═════ Material provided
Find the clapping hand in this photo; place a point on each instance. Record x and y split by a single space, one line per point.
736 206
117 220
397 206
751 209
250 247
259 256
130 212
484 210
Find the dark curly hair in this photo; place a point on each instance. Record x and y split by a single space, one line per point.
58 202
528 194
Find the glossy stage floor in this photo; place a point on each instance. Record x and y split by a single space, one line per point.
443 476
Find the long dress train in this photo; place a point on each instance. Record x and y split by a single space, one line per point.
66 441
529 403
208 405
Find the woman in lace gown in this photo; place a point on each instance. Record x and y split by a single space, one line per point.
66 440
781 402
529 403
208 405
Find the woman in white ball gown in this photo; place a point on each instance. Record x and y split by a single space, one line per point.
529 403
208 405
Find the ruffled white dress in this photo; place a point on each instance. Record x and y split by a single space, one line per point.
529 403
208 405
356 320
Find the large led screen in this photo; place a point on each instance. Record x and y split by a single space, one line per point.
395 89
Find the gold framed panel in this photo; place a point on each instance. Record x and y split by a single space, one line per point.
══════════
Please update the lines starting with the line that contains "Find the long" and going on through the last line, swapping "white" for "ivory" and changing nothing else. Give back only those lines.

== Written solution ==
Find the long dress train in this photo; place a point on each instance. Record x and y split by a single space, one line per point.
66 441
529 403
208 405
Find the woman in lace gown in this photo; place a point on each instance. Record x and y split by a single space, one line per point.
66 440
781 402
529 403
208 405
Find the woman in ivory ball gown in this photo; place a point on each instance. Record x and y split by a single space, one line per point.
529 403
208 405
Find the ruffled ivory dress in this photo; place a point on each instance. Record x and y split by a single space, one line per point.
529 403
208 405
356 320
Find the large led screen in this photo; place a point on each instance. Record x and y split by a single space, one line per point.
395 89
Find the gold framed panel in this photo; place a point on each instance. Record x and y split by a single space, one line per point.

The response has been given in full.